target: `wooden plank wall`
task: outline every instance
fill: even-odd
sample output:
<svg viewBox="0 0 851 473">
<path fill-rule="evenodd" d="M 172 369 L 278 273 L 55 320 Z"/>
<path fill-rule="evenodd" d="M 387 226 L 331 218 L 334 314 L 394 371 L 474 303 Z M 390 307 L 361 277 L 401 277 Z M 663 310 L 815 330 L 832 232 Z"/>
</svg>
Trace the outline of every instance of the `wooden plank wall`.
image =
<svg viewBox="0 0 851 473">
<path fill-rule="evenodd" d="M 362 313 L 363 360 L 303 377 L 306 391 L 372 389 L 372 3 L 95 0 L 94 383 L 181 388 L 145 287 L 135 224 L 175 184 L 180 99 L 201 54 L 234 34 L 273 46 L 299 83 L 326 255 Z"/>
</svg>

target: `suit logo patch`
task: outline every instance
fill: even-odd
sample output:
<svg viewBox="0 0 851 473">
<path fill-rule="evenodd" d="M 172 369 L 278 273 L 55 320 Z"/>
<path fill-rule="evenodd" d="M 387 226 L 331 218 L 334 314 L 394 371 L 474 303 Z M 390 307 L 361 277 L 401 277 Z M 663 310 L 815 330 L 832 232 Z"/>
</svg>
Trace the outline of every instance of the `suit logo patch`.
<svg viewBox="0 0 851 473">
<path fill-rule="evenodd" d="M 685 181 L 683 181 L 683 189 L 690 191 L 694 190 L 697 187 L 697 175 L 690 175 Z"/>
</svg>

• • • • • • •

Going through the entries, return every line holding the word "wall".

target: `wooden plank wall`
Trace the outline of every instance of the `wooden plank wall`.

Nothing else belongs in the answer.